■ Given text
════

A Made-Over Concert Venue On The River Is Coming… Well, Soon-ish

Digital renderings of the new concert venue at White River State Park

While you’ve been waiting for concerts to return, a “new” downtown venue materialized. The TCU Amphitheater at White River State Park represents a major makeover at the site of the former Farm Bureau Insurance Lawn, which hosted “Weird Al” Yankovic as its final show in August 2019. Construction that began before the pandemic has added a permanent stage, a fixed-seating area for 2,500 attendees, and a canopy above that seating area. The venue has an overall capacity of 6,000, including some general-admission lawn seating.

Fans are expected to be in seats before Independence Day. Australian pop-rockers 5 Seconds of Summer will headline the first concert at TCU on June 16. Ten more performances by touring acts are scheduled for 2021, but Carolene Mays-Medley, executive director of the White River State Park Development Commission, acknowledges the challenge of ramping up a concert season while the pandemic lingers. Tours can stay on the road only as long as multiple states offer encouraging health reports. “Right now, the concerts on the schedule are scheduled to happen,” Mays-Medley says.

If it’s possible to feel at home on the road, that’s why TCU Amphitheater was built. The old Lawn operated as a pop-up concert facility from its first show in 2004 until the “Weird Al” finale in 2019. Musicians played on a temporary stage made of scaffolding, which didn’t always accommodate the bells and whistles of a tour’s production. When Vampire Weekend visited in 2019, the band had to leave its biggest visual effect—a 12-foot light-up globe—backstage in a truck. TCU Amphitheater features a permanent stage, artist dressing rooms, and improved load-in accommodations. The idea is to attract bigger and better acts.

════

■ Supplied material
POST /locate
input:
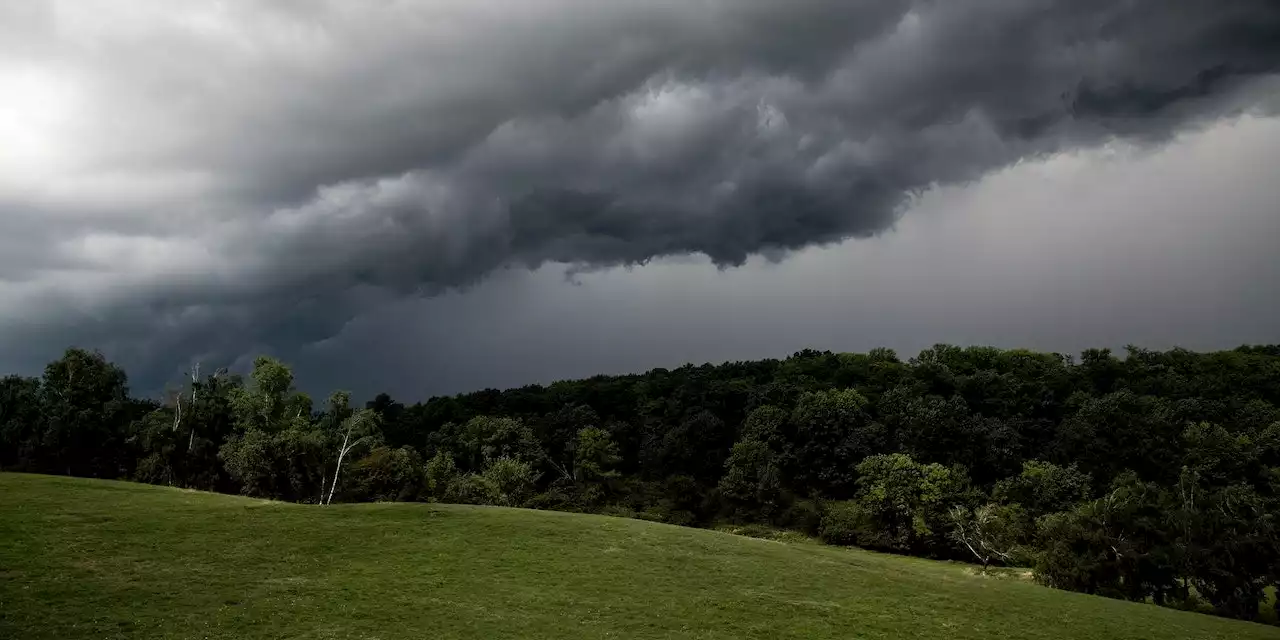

════

■ Problems and tasks
1. In the article about the TCU Amphitheater at White River State Park, what did Vampire Weekend have to leave backstage in a truck in 2019?
2. Continue the article about the TCU Amphitheater at White River State Park, starting after its last sentence.

■ Expected responses
1. A 12-foot light-up globe.

2.
The venue’s amenities don’t leave fans behind.  The first part of the transformation arrived two summers ago when attendees had access to permanent restrooms rather than portable toilets. Completed construction means fixed seats have replaced low-slung lawn chairs close to the stage, and the canopy will shield some of the audience from inclement weather.

But what about the old “festival feeling”? On social media, it’s not difficult to find complaints about what’s no longer possible for fans at the venue: standing close to the stage with grass under your feet and open sky above your head. For what it’s worth, the venue is saving space for a general-admission “pit” by the stage when tours prefer this configuration. Umphrey’s McGee (August 28) and Deftones (September 2) are two “pit” dates on this summer’s schedule.

White River State Park has plans beyond the music. Mays-Medley sees a role for TCU Amphitheater when downtown welcomes back large-scale conventions and conferences. “People are still more comfortable outdoors,” she says.

Don’t expect all your favorites to tour this summer. The present TCU Amphi-theater schedule of 11 shows is no threat to eclipse past summers at the Lawn that featured 25 events. At the same time, Mays-Medley says concerts might be added to the 2021 lineup in coming weeks.

A packed roster is the goal for 2022. Performances by Barenaked Ladies and Tedeschi Trucks Band at the venue have rolled from 2020 to 2021 and now to 2022 because of pandemic postponements. Music fans should expect a wealth of concert options next year. “I would love to shoot for 50 shows,” Mays-Medley says.